* **What is being asked**:
Rewrite the records below with every "lesson" changed to "exercise" and all else left as it is.

* **Information supplied**:
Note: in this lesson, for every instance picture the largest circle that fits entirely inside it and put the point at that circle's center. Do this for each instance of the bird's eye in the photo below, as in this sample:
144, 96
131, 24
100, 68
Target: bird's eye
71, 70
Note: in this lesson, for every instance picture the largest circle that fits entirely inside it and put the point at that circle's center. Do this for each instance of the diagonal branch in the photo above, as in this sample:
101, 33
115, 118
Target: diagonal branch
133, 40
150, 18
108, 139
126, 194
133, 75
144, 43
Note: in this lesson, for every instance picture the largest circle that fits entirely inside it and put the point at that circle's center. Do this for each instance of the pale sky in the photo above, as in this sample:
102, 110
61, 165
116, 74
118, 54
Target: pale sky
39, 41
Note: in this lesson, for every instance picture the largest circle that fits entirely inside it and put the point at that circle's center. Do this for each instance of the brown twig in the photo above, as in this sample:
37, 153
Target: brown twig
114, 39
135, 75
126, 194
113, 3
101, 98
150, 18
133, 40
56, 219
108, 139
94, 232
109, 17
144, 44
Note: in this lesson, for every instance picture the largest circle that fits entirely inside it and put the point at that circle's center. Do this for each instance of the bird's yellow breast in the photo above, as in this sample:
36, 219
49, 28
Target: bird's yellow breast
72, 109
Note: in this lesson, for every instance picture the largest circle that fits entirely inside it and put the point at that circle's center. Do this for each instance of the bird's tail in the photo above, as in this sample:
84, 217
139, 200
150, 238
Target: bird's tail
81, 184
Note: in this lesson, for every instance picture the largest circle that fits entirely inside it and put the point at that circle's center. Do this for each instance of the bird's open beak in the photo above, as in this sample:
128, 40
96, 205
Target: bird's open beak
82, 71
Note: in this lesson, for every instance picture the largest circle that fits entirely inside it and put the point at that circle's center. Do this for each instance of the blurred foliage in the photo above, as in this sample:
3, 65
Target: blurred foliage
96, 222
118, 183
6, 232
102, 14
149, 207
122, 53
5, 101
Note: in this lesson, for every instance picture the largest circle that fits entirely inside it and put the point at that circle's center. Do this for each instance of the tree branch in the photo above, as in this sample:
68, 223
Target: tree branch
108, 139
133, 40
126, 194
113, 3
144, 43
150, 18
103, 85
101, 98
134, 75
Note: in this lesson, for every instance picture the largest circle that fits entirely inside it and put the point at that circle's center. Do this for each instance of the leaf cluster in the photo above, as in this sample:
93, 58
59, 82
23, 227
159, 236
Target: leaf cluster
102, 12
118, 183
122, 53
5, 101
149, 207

* **Response to this exercise**:
Note: in this exercise, for every instance picture the largest circle that fits entirely inside it and put the point at that circle's center. Do this for each instance of the bird's eye in the photo below, as in this sample:
144, 96
131, 24
100, 68
Target: bird's eye
71, 70
Note: in this exercise, for every instance picture the largest circle that fits entirely inside it and put the point at that circle's center. Do this for each instance of the diagonal branch in the photo above, as in this sample:
101, 33
115, 118
Target: diagonal branch
133, 40
150, 18
108, 139
126, 194
133, 75
144, 43
Note: in this exercise, for every instance picture the largest circle that fits entirely inside it and put the point at that circle's center. Do this for each instance of the pale sky in the photo above, as in this sample:
102, 110
61, 165
116, 74
118, 54
Target: pale sky
39, 41
Note: in this exercise, for every instance picture the largest circle that fits entirely inside it and put the point at that circle's center. Do this for each instance of the brown twig in the photo above, as in this sample:
37, 153
Target: brown twig
114, 39
135, 75
126, 194
113, 3
101, 98
150, 18
133, 40
56, 219
108, 139
94, 232
109, 17
144, 44
Note: in this exercise, for every instance picture the largest circle that fits entirely inside it and put the point at that circle's center. Do this for each instance of the bird's yellow breast in the photo above, as in this sample:
36, 219
49, 28
Target: bird's yellow breast
72, 109
Note: in this exercise, for every instance picture the largest circle that fits entirely inside it and put the point at that circle's center. Do this for each instance of the bird's tail in the photo above, as in this sample:
84, 217
139, 200
150, 238
Target: bird's tail
81, 184
Note: in this exercise, for every instance picture the largest circle that fits entirely inside it and put the point at that circle's center. Do this for each instance of the bird's open beak in the photo above, as in this sample:
128, 40
96, 205
Target: bird's open beak
82, 71
Note: in this exercise, for every instance picture the largest circle that fits entirely inside it and put the point at that circle's center. Do this for each instance of the blurred foliage in the photo above, as in this sample:
3, 65
Target: blurred foliage
96, 222
118, 183
6, 232
102, 14
149, 207
122, 53
5, 101
Note: in this exercise, for every instance picture the largest circle that fits entirely inside it and put the point at that circle's center. Do this for each instance of the tree branch in the photo above, as in this sample:
68, 223
Target: tree branch
108, 139
133, 40
126, 194
113, 3
144, 43
150, 18
103, 85
101, 98
134, 75
Note: in this exercise, for every instance picture the largest circle that fits entirely inside it and put the point at that circle's center. Do this for each instance of the leaf cluster in the photo above, as in this sample:
93, 58
59, 82
23, 227
159, 236
Target: leaf cluster
102, 12
118, 183
122, 53
5, 101
149, 207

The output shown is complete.